● TASK DIRECTIONS: Rewrite every row below in full, wording included. Scale each x and y coordinate in the answers by 2.25, rounding to the nearest whole number with halves rounded up.

⟨

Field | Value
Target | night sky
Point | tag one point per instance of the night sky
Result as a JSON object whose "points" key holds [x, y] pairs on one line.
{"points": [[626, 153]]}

⟩

● SOLVED PROBLEM:
Field | Value
Target | night sky
Point | tag one point per instance of the night sky
Result as a JSON object whose "points" key holds [x, y] pairs on one line.
{"points": [[1409, 344]]}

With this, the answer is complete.